(PAGE TEXT)
Fujifilm X100s Camera Review

Back in May, we posted a review on the Fujifilm X100s camera. This was our most viewed post in Englewood Camera’s blogging history, but since we’ve changed our blog URL, we decided to share the review on our new site.

At this point, Englewood Camera has sold more than 45 of these popular cameras; this has been our best selling camera in such a short amount of time. The X100s first hit the shelves at the end of March 2013. Englewood Camera currently has the X100s in stock, but hurry! These cameras don’t stay on the shelves for long. Cheers!

A weekend with the Fuji X100s

By Erin Brinkley-Burgardt

I was lucky and able to borrow a Fujifilm X100s, the newest and highly coveted camera in Fuji’s X-Series lineup for a recent trip to San Diego, California. For the past 5 years, I have been shooting a Canon 5D and 5D Mark II full-frame DSLR, which we all know is a cumbersome setup. I’ve lugged my camera gear across the world, shooting with heavy L-series lenses. For the last year, I’ve been keeping an eye on the Fuji X-Series system, contemplating a smaller, lighterweight digital system, but I haven’t taken the plunge because of the APS-C sensor size. Never one to compromise quality, I’ve packed around (what feels like but probably isn’t) 50lbs of camera equipment to ensure the best images I can make. For this trip, I was offered a loaner X100s camera, and could not say no!

A blurb about the Fuji X100s: this camera is a compact, with an SLR type APS-C sensor, 23mm f/2 lens, and a optical/digital viewfinder reminiscent of classic rangefinder cameras.  This is the replacement for Fuji’s first camera of this type, the X100, and Fuji made some serious upgrades with this new model. The camera has a 16.3MP X-Trans CMOS Sensor, similar to the X-Pro 1 and XE-1 models in the line-up, but added a new feature on the sensor called on-chip phase detection, which allows faster auto focus (a big improvement from the X100). In addition, Fujifilm added a new processor, the EXR Processor II, for overcoming lens diffraction and peripheral aberrations. Fujifilm also added two tools for more accurate manual focus–focus peaking and digital split image focusing. The first, focus peaking, is a display that outlines the in-focus elements. Digital Split Image Focusing, on the other hand, shows a black and white area within the viewfinder, much like old viewfinders, that line up when in focus.  You can find a full review, with the technical specs, on dpreview.com.

So, back to my review.

Once again, I loaded my Domke inserts into my Chrome bag to travel. I packed my 5D Mark II with two lenses and flash, and my Leica M6 with some film, and slipped the Fuji X100s into my pack. I was fortunate to have a rental car and not have to trek around on foot with all of this gear! My first day of shooting was along the southern California coast; I stopped at Laguna Beach to check out the tide pools, and slowly unpacked my bag, pulling out the 5D Mark II first. After shooting some frames with the Canon, I packed it away and settled on the X100s–and didn’t put it away the rest of my trip!

Point annotation rows
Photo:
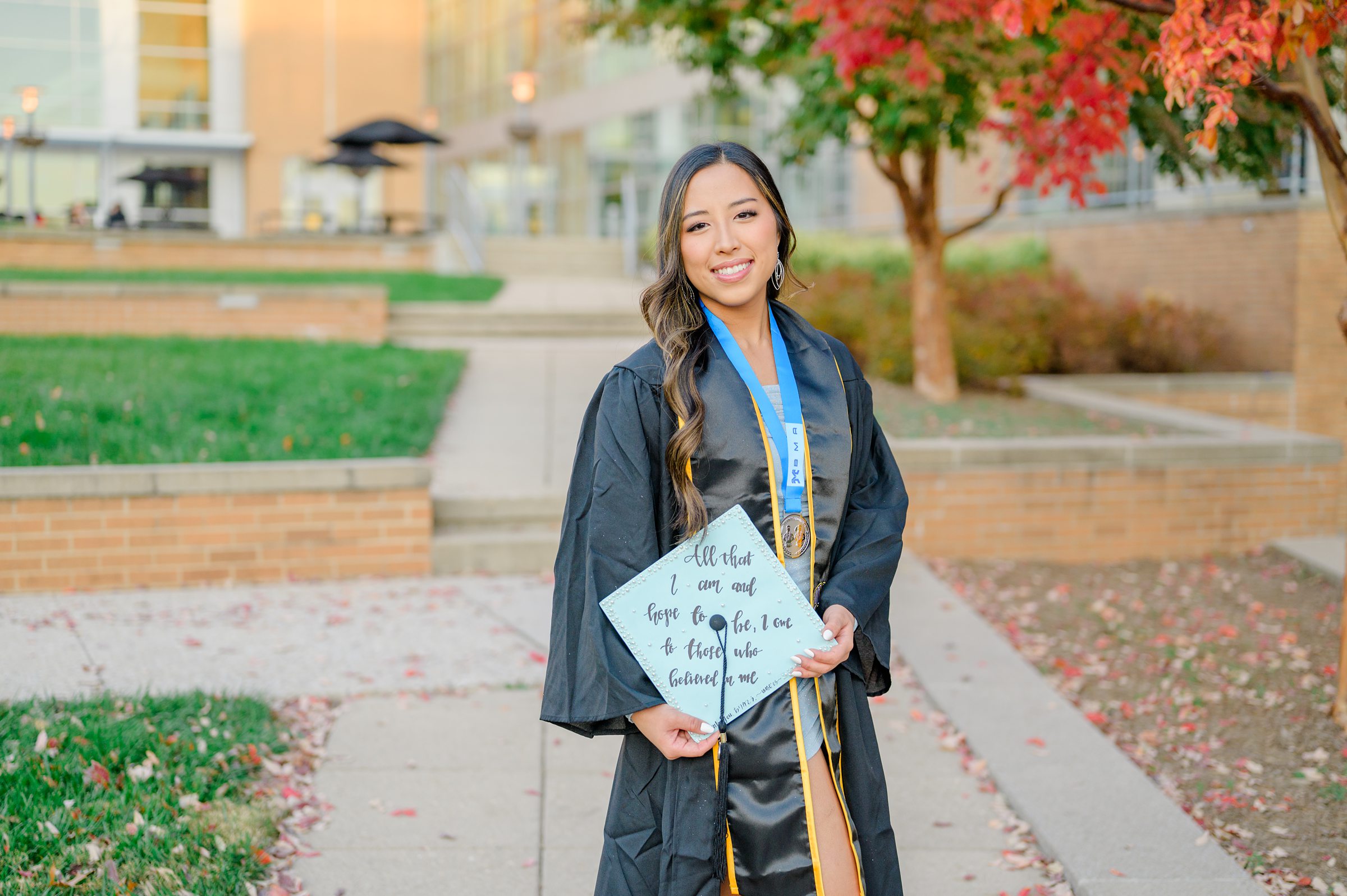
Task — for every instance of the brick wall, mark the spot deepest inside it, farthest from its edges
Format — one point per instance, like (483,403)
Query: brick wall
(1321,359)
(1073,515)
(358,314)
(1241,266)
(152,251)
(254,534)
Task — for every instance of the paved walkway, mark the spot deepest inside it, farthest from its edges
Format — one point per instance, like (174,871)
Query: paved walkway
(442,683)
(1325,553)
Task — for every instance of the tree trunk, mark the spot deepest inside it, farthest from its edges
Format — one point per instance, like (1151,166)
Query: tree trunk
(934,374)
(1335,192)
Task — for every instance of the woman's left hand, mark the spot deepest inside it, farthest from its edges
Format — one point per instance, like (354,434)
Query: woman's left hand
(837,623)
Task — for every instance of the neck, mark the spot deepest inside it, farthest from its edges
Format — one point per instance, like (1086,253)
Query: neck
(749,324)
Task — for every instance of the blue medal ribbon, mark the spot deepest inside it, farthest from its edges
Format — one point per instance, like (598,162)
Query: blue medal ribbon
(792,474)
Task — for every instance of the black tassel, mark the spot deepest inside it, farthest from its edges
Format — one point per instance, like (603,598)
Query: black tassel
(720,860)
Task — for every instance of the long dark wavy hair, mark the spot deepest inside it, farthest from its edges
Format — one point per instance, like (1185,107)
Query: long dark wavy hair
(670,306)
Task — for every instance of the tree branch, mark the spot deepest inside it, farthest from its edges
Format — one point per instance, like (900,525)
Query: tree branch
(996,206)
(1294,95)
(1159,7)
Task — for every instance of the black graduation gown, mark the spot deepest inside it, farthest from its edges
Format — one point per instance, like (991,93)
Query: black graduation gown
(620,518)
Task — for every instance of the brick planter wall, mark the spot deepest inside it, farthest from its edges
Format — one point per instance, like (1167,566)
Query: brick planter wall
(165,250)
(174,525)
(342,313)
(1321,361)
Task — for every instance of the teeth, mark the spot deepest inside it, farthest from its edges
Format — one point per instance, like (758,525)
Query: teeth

(STATED EXERCISE)
Write the next part of the Fujifilm X100s camera review, starting right after its last sentence. These rows have no connection to the camera review.

(EXERCISE RESPONSE)
I started using the X100s in manual mode, controlling the shutter speeds and aperture myself, but it didn’t take long for me to switch to aperture priority. Though both the optical and electronic viewfinder on the X100s are clear and easy to view, I had a difficult time reading the light meter. It’s located on the left side of the viewfinder, and is a white overlay–a bad combination for those of us used to a green meter over solid black.

The response time of the auto focus, plus the response of the shutter was very quick. There is a slight delay with the shutter, but it definitely didn’t slow me down or bother me at all. The X100s is fantastic for street, travel or landscape photography–the lens is sharp, rivaling my L-series glass on the Canon. The color straight out of the camera is spot on; where my Canon leans towards the warm color spectrum, the Fuji remains neutral. In post, I didn’t have to adjust the color, or sharpness, at all. This is a welcome relief, as I prefer to shoot as best as possible in camera to cut back on post production time.

I never had time to test out the original X100, but from the reviews I’ve read and complaints I’ve heard, the X100s is a definite upgrade. I played around with the manual focus, using the Digital Split Image Focusing setting, and found it easy to use and quick to focus. I struggle with manual focus on most digital cameras because I can’t see what I’m focusing on very well. The split image lines up much like a rangefinder, and I’m used to that type of manual focus from my Leica. I mainly experimented with manual focus in lower light situations, as the auto focus preformed very well in daylight.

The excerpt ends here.